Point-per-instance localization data

────────

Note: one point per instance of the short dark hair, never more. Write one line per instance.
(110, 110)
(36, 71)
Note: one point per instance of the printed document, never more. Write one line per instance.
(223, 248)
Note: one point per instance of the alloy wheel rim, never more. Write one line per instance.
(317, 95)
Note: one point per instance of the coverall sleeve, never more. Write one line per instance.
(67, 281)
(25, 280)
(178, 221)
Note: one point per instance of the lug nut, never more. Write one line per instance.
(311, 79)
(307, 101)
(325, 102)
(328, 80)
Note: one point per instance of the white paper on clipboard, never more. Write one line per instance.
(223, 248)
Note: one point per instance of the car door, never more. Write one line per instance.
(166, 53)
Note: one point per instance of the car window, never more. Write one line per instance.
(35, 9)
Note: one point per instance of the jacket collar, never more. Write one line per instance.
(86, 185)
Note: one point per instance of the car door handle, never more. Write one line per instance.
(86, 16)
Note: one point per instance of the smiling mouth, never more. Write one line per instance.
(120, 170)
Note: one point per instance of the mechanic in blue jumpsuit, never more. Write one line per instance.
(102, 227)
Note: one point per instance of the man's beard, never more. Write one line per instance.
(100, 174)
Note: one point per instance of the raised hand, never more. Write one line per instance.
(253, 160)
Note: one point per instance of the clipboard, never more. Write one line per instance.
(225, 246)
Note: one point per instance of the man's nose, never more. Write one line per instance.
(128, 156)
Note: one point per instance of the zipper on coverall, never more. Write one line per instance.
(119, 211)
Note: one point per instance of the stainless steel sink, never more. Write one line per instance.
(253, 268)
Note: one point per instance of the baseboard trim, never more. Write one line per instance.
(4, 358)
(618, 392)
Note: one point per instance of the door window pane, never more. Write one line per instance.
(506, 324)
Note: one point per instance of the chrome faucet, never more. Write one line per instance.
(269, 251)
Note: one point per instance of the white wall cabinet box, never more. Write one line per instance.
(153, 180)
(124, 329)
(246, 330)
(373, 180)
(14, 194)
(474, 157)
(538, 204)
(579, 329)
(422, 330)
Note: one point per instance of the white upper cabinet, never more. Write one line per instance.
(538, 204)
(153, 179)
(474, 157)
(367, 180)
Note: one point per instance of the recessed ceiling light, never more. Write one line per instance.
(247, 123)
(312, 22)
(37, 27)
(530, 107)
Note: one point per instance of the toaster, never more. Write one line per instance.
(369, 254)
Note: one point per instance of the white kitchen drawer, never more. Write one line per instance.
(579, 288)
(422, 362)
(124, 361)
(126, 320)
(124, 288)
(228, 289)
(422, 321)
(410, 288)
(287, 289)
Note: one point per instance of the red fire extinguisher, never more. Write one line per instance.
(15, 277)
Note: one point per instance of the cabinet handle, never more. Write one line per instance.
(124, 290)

────────

Line by line, retype all of the records exactly.

Note: one point per instance of the short dark hair, never more. Write one line per instance.
(110, 110)
(36, 71)
Note: one point per instance of the printed document, never more. Write one line per instance.
(223, 248)
Note: one point per instance of the alloy wheel rim, never more. Write one line per instance.
(317, 95)
Note: one point per instance of the coverall sleeve, never more. Write one line per instance.
(67, 281)
(25, 280)
(178, 221)
Note: one point per instance of the lug nut, never more. Write one line per instance.
(311, 79)
(307, 101)
(325, 102)
(328, 80)
Note: one point per instance of the white paper on clipboard, never more. Write one line per instance.
(223, 248)
Note: one point per instance of the car door, never more. Write one line per instance.
(166, 53)
Note: one point per instance of the car window, never more. Write one line per instance.
(35, 9)
Note: one point per instance of the jacket collar, never more. Write one line per instance.
(86, 185)
Note: one point per instance of the car door handle, never more. Write one line per instance.
(86, 16)
Note: one point per instance of the smiling mouth, never more. Write one line per instance.
(120, 170)
Note: one point per instance of the mechanic in blue jumpsuit, never more. Write one line per instance.
(102, 227)
Note: one point per instance of the man's beard, never more. Write one line per instance.
(100, 174)
Note: one point per instance of the raised hand, never more. Write one line per instance.
(253, 160)
Note: one point per instance of the clipboard, never more. Write one line per instance.
(225, 246)
Note: one point per instance of the man's nose, never more. Write one line per instance.
(128, 156)
Note: one point per instance of the zipper on coverall, never more. Write one line per instance.
(119, 211)
Note: one point per instance of the stainless steel sink, never more. Write one line per instance.
(253, 268)
Note: one point per instance of the baseboard trim, never more. Write one line per instance.
(4, 358)
(618, 392)
Note: one point per instance of the door window pane, never more. Write one line per instance.
(506, 324)
Note: one point per instance of the chrome faucet, never more. Write one line per instance.
(269, 251)
Note: one point per instance of the white wall cabinet box, never more. Write one line per instance.
(153, 180)
(124, 329)
(246, 330)
(373, 180)
(14, 194)
(474, 157)
(538, 204)
(579, 329)
(422, 330)
Note: one point per instance of the white upper cabinet, never more. Write one line per instance.
(538, 204)
(153, 179)
(474, 157)
(367, 180)
Note: one point per instance of the recessed ceiling light, never more. Write one line per instance.
(247, 123)
(312, 22)
(37, 27)
(530, 107)
Note: one point per instance of the toaster, never more. Write one line per instance.
(369, 254)
Note: one point per instance of the white kitchen drawer, never more. Write one line per instance.
(579, 288)
(422, 362)
(124, 361)
(126, 320)
(124, 288)
(228, 289)
(422, 321)
(410, 288)
(287, 289)
Note: one point per instance of the red fire extinguisher, never more. Write one line per instance.
(15, 277)
Note: one point per instance of the cabinet handle, never more. Write one line per instance.
(124, 290)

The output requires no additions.